• Problem description: Look through the entries below. Report each line that has the word "necktie" in it.
----
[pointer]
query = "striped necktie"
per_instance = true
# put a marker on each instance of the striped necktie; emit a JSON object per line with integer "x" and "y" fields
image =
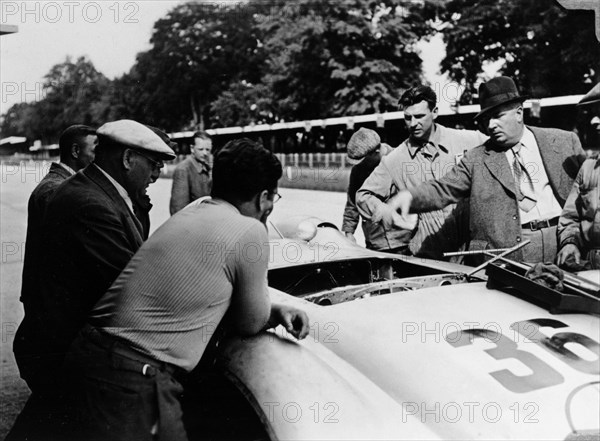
{"x": 523, "y": 185}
----
• Response area:
query = "striped necktie"
# put a marker on each instance of the striped necktie; emit a JSON object per line with integer "x" and "y" fields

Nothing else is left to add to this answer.